Что сделать
a: Представьте в виде таблицы Markdown с колонками «Номер» и «Строка» ту часть записей, которая начинается со строки, содержащей «Tag green goalkeeper jersey.», и идет до самого конца записей. Пустые строки в таблицу не включайте.
b: Напишите продолжение отрывка о рынках мнений и коллективном разуме в компаниях, начиная сразу после его последнего предложения.

Отрывок
┌────────

В последние годы рынки общественного мнения продемонстрировали свою ценность в прогнозировании выборов, научных открытий, распространения инфекционных заболеваний, продаж билетов в кино и воспроизводимости академических исследований. В типичном случае прогнозы президентских выборов в США, сделанные предикативным рынком Iowa Electronic Market, в 74% случаев оказались точнее, чем результаты профессиональных социологических опросов. Другое исследование продемонстрировало, что рынки превосходят экспертов, даже если они малочисленны, то есть на них присутствуют лишь десятки, а не сотни или тысячи участников.
Все это говорит о том, что организациям, видимо, придется платить «налог на незнание», если топ-менеджеры не посоветуются с коллективом, принимая важные решения. В качестве примера приведем компанию Cisco. В октябре 2010 года производитель сетевого оборудования из Сан-Хосе (штат Калифорния) представил бытовое электронное устройство Umi стоимостью $600. Оно позволяло использовать телевидение высокой четкости для видео-конференц-связи — при условии ежемесячной уплаты Cisco $25 и наличия друзей и родственников, также подписанных на эту услугу. Несмотря на глобальную презентацию с участием популярной телеведущей Опры Уинфри, Umi продержалось на рынке всего 18 месяцев, после чего его сняли с производства. Еще до того, как неудачный продукт появился на полках магазинов, журнал Fortune назвал его «ответом на вопрос, который никто не задавал». Если бы руководители Cisco задали предикативному рынку вопрос о перспективах Umi, то, несомненно, избавили бы себя от дорогостоящих затруднений.
Коллективный разум может принести неоценимую пользу, когда оценивается потенциальная отдача от запуска нового продукта, изменение цен, крупная реорганизация или новая маркетинговая кампания. Создание внутреннего рынка мнений требует усилий, но это дешевле, чем крупная ошибка в бизнесе.

└────────

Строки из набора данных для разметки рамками
┌────────

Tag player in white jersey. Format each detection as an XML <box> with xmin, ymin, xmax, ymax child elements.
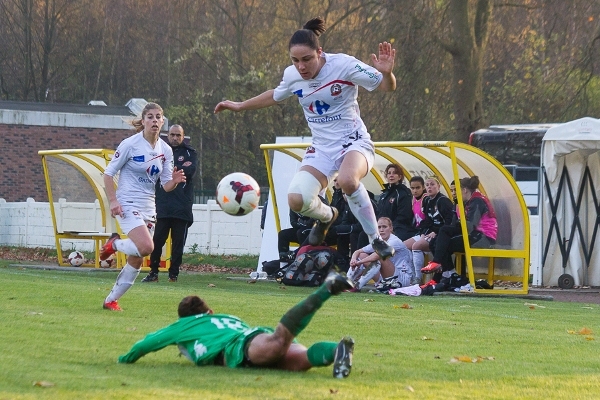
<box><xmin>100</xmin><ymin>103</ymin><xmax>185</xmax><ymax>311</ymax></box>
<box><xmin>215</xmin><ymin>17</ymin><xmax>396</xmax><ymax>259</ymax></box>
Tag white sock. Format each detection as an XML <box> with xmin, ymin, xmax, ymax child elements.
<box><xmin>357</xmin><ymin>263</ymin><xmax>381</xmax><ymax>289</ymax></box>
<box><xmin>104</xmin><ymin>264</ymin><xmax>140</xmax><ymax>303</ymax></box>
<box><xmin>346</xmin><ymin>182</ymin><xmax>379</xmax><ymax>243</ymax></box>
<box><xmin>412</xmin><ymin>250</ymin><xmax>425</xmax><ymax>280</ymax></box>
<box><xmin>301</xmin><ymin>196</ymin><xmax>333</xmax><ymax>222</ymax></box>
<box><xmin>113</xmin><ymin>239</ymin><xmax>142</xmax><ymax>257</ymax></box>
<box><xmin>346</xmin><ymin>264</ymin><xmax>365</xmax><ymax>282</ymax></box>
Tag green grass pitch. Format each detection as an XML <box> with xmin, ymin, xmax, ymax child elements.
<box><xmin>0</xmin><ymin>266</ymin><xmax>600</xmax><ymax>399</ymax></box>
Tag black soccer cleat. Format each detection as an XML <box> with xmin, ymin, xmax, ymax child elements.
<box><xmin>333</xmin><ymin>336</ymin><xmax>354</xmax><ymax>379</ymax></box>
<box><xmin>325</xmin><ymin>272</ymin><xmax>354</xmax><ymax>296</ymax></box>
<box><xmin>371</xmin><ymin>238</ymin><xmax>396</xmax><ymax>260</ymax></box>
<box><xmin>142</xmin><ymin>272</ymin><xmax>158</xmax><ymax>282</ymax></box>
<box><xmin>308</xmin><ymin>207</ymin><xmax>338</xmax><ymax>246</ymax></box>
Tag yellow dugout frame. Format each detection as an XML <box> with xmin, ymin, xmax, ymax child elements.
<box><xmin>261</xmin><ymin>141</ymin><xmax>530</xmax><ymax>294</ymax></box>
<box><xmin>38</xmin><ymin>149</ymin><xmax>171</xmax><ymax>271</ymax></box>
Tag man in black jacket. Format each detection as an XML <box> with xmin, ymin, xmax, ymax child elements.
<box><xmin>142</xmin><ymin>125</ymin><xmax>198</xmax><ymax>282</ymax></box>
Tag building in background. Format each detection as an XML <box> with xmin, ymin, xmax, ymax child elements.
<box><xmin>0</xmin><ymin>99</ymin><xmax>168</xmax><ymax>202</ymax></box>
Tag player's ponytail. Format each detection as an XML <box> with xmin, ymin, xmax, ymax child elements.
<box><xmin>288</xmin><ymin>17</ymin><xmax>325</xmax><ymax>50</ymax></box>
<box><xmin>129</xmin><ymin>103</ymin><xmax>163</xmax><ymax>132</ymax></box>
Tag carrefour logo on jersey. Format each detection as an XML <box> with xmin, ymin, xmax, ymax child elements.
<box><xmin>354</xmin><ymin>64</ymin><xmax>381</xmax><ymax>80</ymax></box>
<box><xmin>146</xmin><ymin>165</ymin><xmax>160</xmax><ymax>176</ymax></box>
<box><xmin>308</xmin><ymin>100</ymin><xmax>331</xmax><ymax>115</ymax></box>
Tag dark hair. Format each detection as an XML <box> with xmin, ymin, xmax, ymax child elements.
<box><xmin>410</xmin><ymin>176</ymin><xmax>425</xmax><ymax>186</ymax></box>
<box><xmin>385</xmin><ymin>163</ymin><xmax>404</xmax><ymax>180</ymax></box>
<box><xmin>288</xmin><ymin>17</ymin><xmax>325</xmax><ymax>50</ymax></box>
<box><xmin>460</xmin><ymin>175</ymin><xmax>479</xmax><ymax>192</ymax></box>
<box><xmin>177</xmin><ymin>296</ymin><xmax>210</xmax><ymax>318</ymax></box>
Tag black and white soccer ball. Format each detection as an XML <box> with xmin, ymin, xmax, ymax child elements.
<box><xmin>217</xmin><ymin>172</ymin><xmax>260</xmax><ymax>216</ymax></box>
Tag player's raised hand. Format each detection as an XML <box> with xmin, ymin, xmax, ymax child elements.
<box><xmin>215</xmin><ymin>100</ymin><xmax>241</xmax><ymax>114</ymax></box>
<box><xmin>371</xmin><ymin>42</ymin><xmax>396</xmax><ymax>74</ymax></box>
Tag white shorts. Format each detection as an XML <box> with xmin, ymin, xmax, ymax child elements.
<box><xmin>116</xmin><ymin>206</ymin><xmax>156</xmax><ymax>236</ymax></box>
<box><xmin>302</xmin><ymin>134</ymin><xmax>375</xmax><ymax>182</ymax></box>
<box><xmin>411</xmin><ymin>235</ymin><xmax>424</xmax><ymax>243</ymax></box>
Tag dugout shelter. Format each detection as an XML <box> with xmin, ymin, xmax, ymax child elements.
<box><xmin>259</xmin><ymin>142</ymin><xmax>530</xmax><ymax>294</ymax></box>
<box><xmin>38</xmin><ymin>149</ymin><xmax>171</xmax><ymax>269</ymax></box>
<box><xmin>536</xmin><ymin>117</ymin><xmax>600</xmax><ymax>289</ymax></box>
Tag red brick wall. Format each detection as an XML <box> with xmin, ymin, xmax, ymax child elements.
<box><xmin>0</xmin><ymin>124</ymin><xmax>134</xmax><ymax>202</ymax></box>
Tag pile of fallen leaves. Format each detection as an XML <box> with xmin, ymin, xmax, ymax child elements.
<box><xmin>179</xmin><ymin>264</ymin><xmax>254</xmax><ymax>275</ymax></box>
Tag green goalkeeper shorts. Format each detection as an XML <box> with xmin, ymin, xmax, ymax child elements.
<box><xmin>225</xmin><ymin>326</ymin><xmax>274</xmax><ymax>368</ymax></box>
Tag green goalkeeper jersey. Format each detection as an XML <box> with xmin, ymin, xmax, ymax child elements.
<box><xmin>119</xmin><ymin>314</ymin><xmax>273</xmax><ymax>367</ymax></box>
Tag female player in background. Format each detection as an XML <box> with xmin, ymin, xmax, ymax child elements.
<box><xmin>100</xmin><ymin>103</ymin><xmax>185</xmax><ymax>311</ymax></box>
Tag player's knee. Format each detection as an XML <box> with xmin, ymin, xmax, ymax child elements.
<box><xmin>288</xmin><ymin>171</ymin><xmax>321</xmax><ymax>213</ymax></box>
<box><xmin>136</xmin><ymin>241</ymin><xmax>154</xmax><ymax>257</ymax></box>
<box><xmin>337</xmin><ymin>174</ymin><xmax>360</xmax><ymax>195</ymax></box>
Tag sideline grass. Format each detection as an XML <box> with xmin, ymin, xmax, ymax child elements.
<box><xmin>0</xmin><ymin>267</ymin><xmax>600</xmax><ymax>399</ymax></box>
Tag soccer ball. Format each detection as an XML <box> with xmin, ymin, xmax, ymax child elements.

└────────

Ответы по заданиям
a:
| Номер | Строка |
|---|---|
| 1 | Tag green goalkeeper jersey. Format each detection as an XML <box> with xmin, ymin, xmax, ymax child elements. |
| 2 | <box><xmin>119</xmin><ymin>314</ymin><xmax>273</xmax><ymax>367</ymax></box> |
| 3 | Tag female player in background. Format each detection as an XML <box> with xmin, ymin, xmax, ymax child elements. |
| 4 | <box><xmin>100</xmin><ymin>103</ymin><xmax>185</xmax><ymax>311</ymax></box> |
| 5 | Tag player's knee. Format each detection as an XML <box> with xmin, ymin, xmax, ymax child elements. |
| 6 | <box><xmin>288</xmin><ymin>171</ymin><xmax>321</xmax><ymax>213</ymax></box> |
| 7 | <box><xmin>136</xmin><ymin>241</ymin><xmax>154</xmax><ymax>257</ymax></box> |
| 8 | <box><xmin>337</xmin><ymin>174</ymin><xmax>360</xmax><ymax>195</ymax></box> |
| 9 | Tag sideline grass. Format each detection as an XML <box> with xmin, ymin, xmax, ymax child elements. |
| 10 | <box><xmin>0</xmin><ymin>267</ymin><xmax>600</xmax><ymax>399</ymax></box> |
| 11 | Tag soccer ball. Format each detection as an XML <box> with xmin, ymin, xmax, ymax child elements. |

b:
За последние 50 лет Нью-Йоркская фондовая биржа в целом функционировала эффективнее, чем любая из котирующихся на ней компаний. Другими словами, миллионы обычных инвесторов принимали более разумные инвестиционные решения, чем все эти хорошо оплачиваемые СЕО. Почему? Потому что рынки лучше иерархических структур распоряжаются ресурсами. На рынке решения о финансировании принимаются распределенно, беспристрастно и динамично. Инвесторы вольны вкладывать свои деньги куда им заблагорассудится, обычно расстаются с малоприбыльными ценными бумагами без особых эмоций и совершают сделки без особых затруднений. Напротив, в бюрократической структуре основные инвестиционные решения принимает небольшая группа топ-менеджеров в ходе, как правило, сильно политизированной бюджетной свары. Исследователи выявили ряд факторов, которые нарушают этот процесс и приводят к неоптимальным решениям о распределении ресурсов. Среди самых пагубных числятся следующие.
Защищайте свое. Лидеры, как правило, склонны считать находящиеся в их ведении ресурсы своими. Они неохотно делятся деньгами и талантами с другими подразделениями, даже если это обещает более высокую доходность.
Богатые становятся богаче. Крупнейшие подразделения многопрофильной компании, как правило, получают непропорционально большую часть инвестиций. Дело в политическом весе их руководителя, а не в том, что они предлагают более высокую прибыль.
Не в коня корм. Руководство склонно чрезмерно инвестировать в находящиеся в затруднительном положении предприятия в надежде изменить их положение. Исследования показывают, что в большинстве случаев доходность была бы выше, если бы деньги вкладывались в менее проблемные подразделения.
Страдают все. Когда финансов недостаточно, руководители обычно сокращают расходы по всем направлениям, а не защищают приоритетные области.
Не имей сто рублей, а имей сто друзей. Топ-менеджеры с разветвленной сетью контактов обычно получают больше ресурсов, чем руководители с менее прочными связями, независимо от достоинств конкретного инвестиционного проекта.
Дом там, где твое сердце. Топ-менеджеры с меньшей вероятностью откажутся от финансирования или согласятся на продажу бизнеса, в котором они работали в своей карьере ранее.
Не все то золото, что блестит. Соревнуясь за инвестиции, руководители подразделений заинтересованы в том, чтобы преувеличить достоинства своих инвестиционных предложений. Руководителям корпораций часто бывает сложно разобраться в их истинной эффективности.
Повторение прежнего. Решения о финансировании часто принимаются на основе прошлогоднего бюджета. Каждый бизнес или продуктовая линейка получают примерно столько же, сколько и годом ранее, плюс-минус несколько процентов.
По последнему пункту исследование McKinsey & Company с участием 160 американских компаний показало, что за пятнадцатилетний срок коэффициент корреляции инвестиций, полученных отдельными бизнес-подразделениями, составил 0,92.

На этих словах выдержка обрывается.